Exercise passage
++++++++
Environmentalists are protesting a Democratic bill on its way to California Gov. Jerry Brown’s desk that would regulate — but not ban — hydraulic fracturing.
On Wednesday, California lawmakers passed a bill that would “erect a permitting system, mandate groundwater monitoring and dictate more disclosure, including having fracking firms notify neighbors of planned wells and release more information about the chemicals they shoot underground,” The Fresno Beer reports.
Environmental activists were displeased.
“This bill will not protect Californians from the enormous threats of fracking pollution,” said Kassie Siegel of the Center for Biological Diversity’s Climate Law Institute. “Fracking poses unacceptable risks to the air we breathe, the water we drink and our climate. We’ll keep working to end this inherently dangerous activity in our state.”
The Center for Biological Diversity is part of Californians Against Fracking — a coalition of environmental groups that have been pushing for a complete ban on fracking in California and have adamantly opposed the more moderate bill, which has been backed by state Democrats.
“There’s only one prudent next step to protect California’s water, air, and climate – for Governor Brown to place an immediate moratorium on fracking, acidizing, and other unconventional methods of exploiting fossil fuels,” said Victoria Kaplan, campaign director at MoveOn.org.
However, state Democrats have supported the bill despite the fact that it’s not a complete moratorium on fracking.
“I still believe that a moratorium is the best way to go with respect to fracking,” said Democratic Assemblyman Richard Bloom, “but this bill is the next best alternative.”
++++++++
Using the information
**a.** Decide whether each statement agrees with the article on the California fracking bill: (i) the bill would ban hydraulic fracturing; (ii) Kassie Siegel is with the Center for Biological Diversity's Climate Law Institute; (iii) Richard Bloom called a moratorium the best way to go. Answer yes or no for each, quoting the words of the article that decide it.
**b.** Write the next part of the article on the California fracking bill, picking up after its final sentence.
++++++++
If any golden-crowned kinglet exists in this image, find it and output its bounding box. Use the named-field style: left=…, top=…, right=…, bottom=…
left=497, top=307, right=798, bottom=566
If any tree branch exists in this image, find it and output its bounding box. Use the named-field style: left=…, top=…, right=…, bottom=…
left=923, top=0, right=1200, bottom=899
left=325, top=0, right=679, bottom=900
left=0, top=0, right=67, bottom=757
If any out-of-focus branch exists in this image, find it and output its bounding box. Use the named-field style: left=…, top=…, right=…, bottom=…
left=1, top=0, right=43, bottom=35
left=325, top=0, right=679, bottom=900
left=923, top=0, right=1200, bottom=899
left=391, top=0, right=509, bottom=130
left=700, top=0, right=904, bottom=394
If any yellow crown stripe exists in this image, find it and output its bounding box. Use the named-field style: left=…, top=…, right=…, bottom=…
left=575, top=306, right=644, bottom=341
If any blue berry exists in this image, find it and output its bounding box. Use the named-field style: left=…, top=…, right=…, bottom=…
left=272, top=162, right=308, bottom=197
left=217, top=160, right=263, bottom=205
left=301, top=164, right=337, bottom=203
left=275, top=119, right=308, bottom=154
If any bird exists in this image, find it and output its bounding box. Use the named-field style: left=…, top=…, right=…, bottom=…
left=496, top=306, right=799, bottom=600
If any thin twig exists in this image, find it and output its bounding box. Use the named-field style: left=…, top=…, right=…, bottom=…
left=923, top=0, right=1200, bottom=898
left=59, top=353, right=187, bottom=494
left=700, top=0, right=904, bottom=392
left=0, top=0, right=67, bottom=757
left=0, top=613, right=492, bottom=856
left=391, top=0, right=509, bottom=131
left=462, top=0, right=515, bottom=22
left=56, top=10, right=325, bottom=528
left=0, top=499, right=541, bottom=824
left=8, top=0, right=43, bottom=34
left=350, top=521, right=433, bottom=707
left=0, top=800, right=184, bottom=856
++++++++
Expected results
**a.**
(i) No: "would regulate — but not ban — hydraulic fracturing"
(ii) Yes: "Kassie Siegel of the Center for Biological Diversity’s Climate Law Institute"
(iii) Yes: "I still believe that a moratorium is the best way to go with respect to fracking"

**b.**
“Let’s bring on the boom, and let’s make sure the constituents are protected,” said Democratic Assemblyman Adam Gray.
The bill even garnered some Republican support.
“It could be a very significant job-creator in the state of California,” said Republican state Sen. Anthony Cannella.
Not all Republicans supported the bill, however.
“This bill is something that will stop or hurt jobs and economic growth in California,” said Republican Assemblywoman Shannon Grove.
Brown’s office said he is likely to sign the bill.
The Environmental Protection Agency has failed to link fracking to groundwater contamination in three separate investigations, and the Energy Department also recently released a study saying that the drilling practice was safe.
The bill “tragically green-lights an extremely dangerous practice with terrible public health impacts near the homes and schools of California’s communities already most overburdened by pollution,” said Madeline Stano of the Center on Race, Poverty & the Environment.